### GIVEN REQUEST
Copy the following lines word for word, keeping every character, space, and line break unchanged.

⁂

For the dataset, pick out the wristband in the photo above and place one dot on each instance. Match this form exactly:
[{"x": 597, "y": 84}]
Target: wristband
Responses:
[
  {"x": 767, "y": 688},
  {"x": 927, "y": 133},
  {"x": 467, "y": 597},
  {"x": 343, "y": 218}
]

⁂

### SOLVED EXERCISE
For the dataset, pick out the wristband in the photo above and place one dot on each instance. Match this form exactly:
[{"x": 597, "y": 84}]
Target: wristband
Responses:
[
  {"x": 767, "y": 688},
  {"x": 927, "y": 133},
  {"x": 467, "y": 597},
  {"x": 343, "y": 218}
]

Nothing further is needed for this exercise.